» Short task: Nothing before the line containing "Find the light" belongs in the answer; quote that line and all lines after it through the end of the material, word for word.

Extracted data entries
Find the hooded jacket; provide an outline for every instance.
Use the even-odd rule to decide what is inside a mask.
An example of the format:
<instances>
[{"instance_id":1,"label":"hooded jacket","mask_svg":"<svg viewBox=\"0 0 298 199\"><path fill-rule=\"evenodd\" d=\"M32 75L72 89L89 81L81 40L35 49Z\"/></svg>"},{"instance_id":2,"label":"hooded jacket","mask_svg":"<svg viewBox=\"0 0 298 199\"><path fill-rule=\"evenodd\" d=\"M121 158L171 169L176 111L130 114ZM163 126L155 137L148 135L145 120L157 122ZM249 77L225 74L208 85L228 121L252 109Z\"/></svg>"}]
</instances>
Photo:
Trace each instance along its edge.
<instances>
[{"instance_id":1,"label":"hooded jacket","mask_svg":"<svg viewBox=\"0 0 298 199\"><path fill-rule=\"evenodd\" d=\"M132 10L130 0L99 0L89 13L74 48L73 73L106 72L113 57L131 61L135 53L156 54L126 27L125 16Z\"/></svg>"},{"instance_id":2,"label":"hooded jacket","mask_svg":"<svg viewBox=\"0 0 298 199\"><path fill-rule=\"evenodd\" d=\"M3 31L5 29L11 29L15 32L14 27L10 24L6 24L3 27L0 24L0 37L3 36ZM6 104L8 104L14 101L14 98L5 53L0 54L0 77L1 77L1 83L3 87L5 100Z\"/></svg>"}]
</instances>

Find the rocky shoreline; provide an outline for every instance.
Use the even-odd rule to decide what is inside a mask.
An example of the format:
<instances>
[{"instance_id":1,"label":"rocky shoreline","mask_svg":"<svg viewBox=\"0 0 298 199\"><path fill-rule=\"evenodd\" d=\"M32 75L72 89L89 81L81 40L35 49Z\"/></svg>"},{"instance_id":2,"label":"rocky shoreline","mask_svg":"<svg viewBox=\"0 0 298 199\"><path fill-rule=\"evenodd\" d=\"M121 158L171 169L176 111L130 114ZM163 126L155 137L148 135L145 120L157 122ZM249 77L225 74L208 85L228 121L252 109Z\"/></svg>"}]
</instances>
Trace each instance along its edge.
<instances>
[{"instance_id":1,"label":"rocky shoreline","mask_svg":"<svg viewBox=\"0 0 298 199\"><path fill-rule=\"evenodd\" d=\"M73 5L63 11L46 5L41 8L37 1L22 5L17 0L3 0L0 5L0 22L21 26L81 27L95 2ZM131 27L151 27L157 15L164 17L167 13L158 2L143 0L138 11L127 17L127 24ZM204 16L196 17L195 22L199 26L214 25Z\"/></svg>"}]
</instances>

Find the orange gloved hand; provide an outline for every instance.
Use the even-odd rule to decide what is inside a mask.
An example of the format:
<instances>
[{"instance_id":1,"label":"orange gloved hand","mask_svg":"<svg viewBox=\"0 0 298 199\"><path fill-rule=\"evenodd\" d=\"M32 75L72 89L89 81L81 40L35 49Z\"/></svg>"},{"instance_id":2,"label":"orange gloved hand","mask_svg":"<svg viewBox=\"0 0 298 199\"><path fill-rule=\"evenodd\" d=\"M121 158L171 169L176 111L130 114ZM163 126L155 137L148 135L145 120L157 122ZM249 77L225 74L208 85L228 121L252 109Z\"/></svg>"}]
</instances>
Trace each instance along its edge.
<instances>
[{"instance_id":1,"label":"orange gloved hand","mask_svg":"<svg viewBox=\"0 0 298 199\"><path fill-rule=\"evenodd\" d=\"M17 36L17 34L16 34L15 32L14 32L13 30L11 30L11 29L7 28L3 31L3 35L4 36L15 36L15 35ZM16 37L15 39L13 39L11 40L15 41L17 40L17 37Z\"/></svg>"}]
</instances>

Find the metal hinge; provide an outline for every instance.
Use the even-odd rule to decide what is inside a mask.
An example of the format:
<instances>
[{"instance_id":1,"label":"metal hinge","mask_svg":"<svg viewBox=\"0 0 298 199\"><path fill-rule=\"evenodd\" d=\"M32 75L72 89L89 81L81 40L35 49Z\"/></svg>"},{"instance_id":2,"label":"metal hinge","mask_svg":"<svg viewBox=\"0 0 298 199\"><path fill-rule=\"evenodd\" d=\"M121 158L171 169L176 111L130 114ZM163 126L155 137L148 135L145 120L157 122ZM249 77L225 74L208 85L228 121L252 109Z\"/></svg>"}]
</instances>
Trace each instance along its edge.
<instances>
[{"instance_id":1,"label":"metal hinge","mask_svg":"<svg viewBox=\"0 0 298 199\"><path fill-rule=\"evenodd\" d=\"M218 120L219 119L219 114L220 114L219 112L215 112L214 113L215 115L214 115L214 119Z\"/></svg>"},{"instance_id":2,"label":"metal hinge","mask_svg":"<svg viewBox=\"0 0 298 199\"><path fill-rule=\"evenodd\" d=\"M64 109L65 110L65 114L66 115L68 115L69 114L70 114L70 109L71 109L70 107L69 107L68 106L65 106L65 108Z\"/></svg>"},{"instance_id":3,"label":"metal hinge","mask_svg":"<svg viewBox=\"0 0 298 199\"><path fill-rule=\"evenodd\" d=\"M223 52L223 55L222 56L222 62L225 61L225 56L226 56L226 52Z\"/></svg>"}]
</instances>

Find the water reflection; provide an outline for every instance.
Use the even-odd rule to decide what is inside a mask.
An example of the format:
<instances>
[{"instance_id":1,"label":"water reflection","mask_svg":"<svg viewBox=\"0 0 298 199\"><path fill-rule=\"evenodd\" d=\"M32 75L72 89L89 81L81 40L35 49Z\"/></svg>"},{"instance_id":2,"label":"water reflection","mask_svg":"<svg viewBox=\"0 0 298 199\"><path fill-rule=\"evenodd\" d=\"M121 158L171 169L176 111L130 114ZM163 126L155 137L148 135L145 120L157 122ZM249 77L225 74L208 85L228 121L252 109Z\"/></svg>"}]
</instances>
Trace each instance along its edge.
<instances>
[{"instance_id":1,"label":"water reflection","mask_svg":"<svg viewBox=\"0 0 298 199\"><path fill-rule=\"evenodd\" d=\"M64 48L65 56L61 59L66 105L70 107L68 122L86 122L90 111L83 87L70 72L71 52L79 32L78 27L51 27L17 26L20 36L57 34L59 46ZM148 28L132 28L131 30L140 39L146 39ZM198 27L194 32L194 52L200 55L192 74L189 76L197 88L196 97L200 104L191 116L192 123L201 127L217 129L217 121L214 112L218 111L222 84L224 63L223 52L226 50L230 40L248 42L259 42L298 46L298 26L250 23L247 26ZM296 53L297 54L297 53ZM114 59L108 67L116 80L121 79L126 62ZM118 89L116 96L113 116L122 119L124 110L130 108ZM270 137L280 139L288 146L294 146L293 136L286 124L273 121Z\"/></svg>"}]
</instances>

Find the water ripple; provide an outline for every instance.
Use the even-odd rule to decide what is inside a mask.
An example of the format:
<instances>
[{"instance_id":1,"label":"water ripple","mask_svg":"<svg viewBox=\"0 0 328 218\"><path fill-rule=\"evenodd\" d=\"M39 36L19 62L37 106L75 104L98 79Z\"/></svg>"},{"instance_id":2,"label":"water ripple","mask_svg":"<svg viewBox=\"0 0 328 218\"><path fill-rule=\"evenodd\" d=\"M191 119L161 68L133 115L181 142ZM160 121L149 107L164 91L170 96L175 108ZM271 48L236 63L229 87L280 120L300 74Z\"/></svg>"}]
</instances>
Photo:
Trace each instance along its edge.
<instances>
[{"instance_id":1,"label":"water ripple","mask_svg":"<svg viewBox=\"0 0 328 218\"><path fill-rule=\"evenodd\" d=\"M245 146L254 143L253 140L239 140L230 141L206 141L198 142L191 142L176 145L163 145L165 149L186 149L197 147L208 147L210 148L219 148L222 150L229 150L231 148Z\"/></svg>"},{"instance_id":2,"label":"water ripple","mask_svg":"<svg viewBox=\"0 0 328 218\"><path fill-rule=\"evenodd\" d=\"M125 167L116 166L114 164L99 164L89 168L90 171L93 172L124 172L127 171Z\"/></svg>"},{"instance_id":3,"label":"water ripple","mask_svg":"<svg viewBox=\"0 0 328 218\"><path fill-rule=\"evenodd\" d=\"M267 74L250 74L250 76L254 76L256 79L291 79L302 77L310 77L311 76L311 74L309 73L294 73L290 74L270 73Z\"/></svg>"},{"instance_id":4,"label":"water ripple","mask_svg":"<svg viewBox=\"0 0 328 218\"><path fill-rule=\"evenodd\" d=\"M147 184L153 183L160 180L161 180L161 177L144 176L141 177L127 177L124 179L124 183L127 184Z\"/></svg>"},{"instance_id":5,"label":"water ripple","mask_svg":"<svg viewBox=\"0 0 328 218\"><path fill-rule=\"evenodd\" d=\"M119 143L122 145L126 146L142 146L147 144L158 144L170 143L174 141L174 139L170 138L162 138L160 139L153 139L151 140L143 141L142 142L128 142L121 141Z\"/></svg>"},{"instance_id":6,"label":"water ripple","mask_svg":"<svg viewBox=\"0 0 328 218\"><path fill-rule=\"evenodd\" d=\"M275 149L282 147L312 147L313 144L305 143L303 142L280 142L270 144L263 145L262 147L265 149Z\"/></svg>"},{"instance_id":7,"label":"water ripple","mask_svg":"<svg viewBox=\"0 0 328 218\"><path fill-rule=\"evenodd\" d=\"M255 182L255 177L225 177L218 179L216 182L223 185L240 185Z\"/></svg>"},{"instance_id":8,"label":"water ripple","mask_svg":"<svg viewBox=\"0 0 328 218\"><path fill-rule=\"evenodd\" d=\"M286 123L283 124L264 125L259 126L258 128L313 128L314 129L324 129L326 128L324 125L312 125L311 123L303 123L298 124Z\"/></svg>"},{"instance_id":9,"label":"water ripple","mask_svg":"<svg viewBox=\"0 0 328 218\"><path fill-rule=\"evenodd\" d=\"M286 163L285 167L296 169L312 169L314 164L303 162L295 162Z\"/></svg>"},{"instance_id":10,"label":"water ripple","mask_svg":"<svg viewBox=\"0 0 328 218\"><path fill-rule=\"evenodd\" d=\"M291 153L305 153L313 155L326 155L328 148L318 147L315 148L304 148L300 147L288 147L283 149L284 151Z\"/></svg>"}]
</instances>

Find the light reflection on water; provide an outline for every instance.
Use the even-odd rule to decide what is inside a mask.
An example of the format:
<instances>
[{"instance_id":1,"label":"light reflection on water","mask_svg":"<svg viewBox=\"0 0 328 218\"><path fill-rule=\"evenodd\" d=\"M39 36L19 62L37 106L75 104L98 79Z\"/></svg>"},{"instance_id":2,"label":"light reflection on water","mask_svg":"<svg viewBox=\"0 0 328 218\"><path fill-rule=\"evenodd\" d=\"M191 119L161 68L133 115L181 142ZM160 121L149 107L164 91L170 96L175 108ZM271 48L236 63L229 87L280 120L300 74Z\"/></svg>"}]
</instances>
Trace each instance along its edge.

» Solution for this exercise:
Find the light reflection on water; provide an outline for every instance.
Use the even-odd rule to decide what is inside a mask.
An example of the format:
<instances>
[{"instance_id":1,"label":"light reflection on water","mask_svg":"<svg viewBox=\"0 0 328 218\"><path fill-rule=\"evenodd\" d=\"M39 36L19 62L37 106L75 104L98 79Z\"/></svg>"},{"instance_id":2,"label":"light reflection on water","mask_svg":"<svg viewBox=\"0 0 328 218\"><path fill-rule=\"evenodd\" d=\"M191 119L161 68L133 115L181 142ZM160 121L149 107L164 91L170 96L175 108ZM271 48L236 63L229 87L280 120L300 74Z\"/></svg>"}]
</instances>
Trace each instance along its edge.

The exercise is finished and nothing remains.